• [WORKING DATA]
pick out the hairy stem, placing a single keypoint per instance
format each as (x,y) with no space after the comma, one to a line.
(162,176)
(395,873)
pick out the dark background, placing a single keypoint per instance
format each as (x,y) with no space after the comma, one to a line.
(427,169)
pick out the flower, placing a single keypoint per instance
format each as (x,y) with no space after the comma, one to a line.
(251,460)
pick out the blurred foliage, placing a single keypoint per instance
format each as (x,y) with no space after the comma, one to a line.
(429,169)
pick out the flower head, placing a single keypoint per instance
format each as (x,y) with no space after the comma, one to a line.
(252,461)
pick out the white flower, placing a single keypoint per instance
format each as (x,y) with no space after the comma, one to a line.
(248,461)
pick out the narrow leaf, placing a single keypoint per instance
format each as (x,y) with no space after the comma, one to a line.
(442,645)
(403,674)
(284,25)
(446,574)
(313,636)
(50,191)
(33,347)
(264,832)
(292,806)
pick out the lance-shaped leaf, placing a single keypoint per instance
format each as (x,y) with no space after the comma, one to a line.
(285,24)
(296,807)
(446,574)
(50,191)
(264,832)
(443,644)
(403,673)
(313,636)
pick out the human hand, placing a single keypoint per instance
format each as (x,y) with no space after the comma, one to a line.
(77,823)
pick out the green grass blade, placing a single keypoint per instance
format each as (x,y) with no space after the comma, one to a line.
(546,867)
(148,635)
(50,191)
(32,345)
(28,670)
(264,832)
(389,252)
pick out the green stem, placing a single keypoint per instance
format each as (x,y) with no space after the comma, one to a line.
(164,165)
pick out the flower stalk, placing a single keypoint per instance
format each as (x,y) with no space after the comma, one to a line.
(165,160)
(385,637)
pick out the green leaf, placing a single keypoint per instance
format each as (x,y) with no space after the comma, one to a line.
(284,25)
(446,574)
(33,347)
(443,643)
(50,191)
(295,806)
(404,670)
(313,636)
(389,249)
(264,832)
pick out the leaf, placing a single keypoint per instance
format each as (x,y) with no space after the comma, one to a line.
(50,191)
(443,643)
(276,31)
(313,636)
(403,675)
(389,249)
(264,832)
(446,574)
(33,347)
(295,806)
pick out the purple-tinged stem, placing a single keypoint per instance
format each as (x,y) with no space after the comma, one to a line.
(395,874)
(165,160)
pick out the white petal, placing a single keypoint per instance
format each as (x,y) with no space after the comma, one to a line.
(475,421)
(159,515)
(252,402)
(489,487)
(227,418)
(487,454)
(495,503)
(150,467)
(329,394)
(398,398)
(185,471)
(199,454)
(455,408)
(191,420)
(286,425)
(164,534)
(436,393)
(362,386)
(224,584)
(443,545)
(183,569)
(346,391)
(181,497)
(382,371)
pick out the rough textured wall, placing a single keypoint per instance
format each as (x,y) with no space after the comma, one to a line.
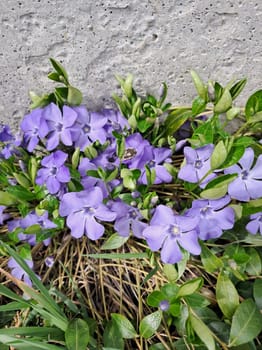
(156,40)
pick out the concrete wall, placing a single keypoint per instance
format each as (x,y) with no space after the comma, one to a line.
(156,40)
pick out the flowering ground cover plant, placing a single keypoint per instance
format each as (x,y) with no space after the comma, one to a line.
(142,224)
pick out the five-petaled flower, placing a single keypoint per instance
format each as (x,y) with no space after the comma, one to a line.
(83,209)
(168,231)
(197,165)
(255,225)
(214,217)
(248,184)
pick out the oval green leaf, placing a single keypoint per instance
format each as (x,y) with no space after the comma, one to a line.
(115,241)
(149,324)
(125,327)
(203,332)
(190,287)
(246,323)
(227,296)
(77,335)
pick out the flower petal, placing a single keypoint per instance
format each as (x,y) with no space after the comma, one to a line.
(76,222)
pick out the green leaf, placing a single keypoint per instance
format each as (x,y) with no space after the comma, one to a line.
(7,199)
(254,104)
(257,292)
(125,327)
(246,323)
(77,335)
(59,68)
(224,103)
(112,338)
(198,106)
(199,85)
(209,260)
(202,331)
(155,298)
(233,156)
(115,241)
(74,96)
(227,296)
(176,119)
(149,324)
(218,156)
(254,265)
(190,287)
(232,113)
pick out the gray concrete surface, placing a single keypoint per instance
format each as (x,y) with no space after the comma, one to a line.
(156,40)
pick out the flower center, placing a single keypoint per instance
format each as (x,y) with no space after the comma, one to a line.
(175,230)
(129,153)
(244,175)
(88,210)
(53,171)
(86,129)
(132,214)
(59,127)
(198,164)
(205,212)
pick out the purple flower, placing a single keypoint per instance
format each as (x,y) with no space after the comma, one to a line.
(18,272)
(134,150)
(154,159)
(5,133)
(3,216)
(82,209)
(255,225)
(197,164)
(34,127)
(60,126)
(89,128)
(164,305)
(128,219)
(54,173)
(213,217)
(49,261)
(168,232)
(248,184)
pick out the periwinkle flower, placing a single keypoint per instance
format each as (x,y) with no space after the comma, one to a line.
(82,210)
(60,125)
(18,272)
(49,261)
(54,173)
(154,158)
(34,127)
(3,216)
(89,128)
(128,219)
(168,232)
(164,305)
(197,164)
(214,217)
(5,133)
(248,184)
(255,225)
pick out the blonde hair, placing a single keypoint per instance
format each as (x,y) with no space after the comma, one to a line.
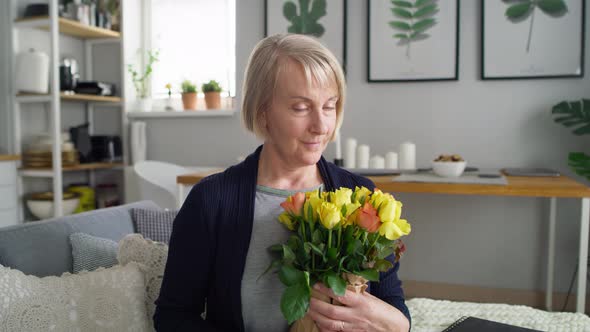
(269,58)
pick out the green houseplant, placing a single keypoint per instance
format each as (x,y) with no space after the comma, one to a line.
(575,114)
(140,79)
(212,92)
(189,95)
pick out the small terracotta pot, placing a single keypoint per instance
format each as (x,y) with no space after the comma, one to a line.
(213,100)
(189,101)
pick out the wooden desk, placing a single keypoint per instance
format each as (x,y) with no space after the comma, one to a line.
(550,187)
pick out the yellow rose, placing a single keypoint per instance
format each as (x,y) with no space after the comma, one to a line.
(329,215)
(388,211)
(360,193)
(341,197)
(394,230)
(285,219)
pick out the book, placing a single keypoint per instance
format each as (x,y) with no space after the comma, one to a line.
(469,323)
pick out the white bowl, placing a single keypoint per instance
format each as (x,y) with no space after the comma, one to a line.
(43,208)
(448,169)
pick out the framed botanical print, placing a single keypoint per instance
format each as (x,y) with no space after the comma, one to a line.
(322,19)
(412,40)
(524,39)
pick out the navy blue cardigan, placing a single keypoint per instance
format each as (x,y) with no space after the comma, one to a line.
(209,245)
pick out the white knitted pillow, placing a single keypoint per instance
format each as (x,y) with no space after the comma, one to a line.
(103,300)
(152,255)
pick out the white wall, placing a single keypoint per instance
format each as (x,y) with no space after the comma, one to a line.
(482,241)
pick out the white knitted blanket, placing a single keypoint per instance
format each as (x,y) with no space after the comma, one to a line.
(435,315)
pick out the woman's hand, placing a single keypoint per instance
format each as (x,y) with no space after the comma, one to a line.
(359,312)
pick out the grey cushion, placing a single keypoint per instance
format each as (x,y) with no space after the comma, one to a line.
(155,225)
(43,248)
(91,252)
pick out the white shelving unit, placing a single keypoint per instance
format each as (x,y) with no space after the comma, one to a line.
(89,36)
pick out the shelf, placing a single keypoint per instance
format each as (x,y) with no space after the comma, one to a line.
(67,27)
(45,98)
(179,114)
(48,172)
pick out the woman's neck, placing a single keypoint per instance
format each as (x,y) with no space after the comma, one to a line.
(275,173)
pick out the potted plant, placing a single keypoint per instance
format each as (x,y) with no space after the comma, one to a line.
(189,95)
(212,94)
(140,80)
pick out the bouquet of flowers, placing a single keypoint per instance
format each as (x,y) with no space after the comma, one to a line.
(341,239)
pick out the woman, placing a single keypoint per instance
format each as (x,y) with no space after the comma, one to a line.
(293,97)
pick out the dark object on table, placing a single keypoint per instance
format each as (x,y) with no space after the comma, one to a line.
(106,148)
(36,9)
(81,139)
(465,324)
(533,171)
(95,88)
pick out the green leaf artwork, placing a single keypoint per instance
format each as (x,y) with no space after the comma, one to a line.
(520,10)
(414,18)
(576,115)
(306,22)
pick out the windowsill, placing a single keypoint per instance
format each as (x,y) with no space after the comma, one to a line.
(180,114)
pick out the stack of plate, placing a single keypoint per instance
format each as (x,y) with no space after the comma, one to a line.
(43,159)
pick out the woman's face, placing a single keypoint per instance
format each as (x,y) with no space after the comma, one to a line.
(301,119)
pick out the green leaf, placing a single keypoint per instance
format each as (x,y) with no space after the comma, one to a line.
(337,284)
(423,25)
(288,254)
(519,10)
(295,302)
(290,276)
(420,3)
(402,12)
(426,11)
(402,26)
(405,4)
(383,265)
(552,6)
(370,274)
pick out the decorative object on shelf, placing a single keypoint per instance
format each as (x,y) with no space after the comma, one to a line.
(576,114)
(68,75)
(140,80)
(32,72)
(403,35)
(532,39)
(41,204)
(212,92)
(189,95)
(169,99)
(407,155)
(323,19)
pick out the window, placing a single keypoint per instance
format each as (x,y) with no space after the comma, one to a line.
(196,40)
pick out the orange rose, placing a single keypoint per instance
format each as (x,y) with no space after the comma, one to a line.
(294,204)
(368,218)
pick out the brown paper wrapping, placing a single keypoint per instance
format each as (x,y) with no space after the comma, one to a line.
(355,283)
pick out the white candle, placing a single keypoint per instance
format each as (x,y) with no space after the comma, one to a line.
(391,160)
(407,155)
(362,156)
(338,146)
(377,162)
(350,153)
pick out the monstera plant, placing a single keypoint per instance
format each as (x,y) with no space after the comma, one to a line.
(521,10)
(414,18)
(306,22)
(576,114)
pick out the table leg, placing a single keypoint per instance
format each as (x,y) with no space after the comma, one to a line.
(180,198)
(551,255)
(583,255)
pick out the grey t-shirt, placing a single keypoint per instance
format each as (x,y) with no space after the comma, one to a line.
(261,296)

• [WHAT THE TASK REQUIRES]
Which lines above contain the word "rose"? Copy each of them.

• [WRITTEN ANSWER]
pick out the yellow rose, placing a single keypoint per instance
pick out the orange rose, placing a single keypoint per instance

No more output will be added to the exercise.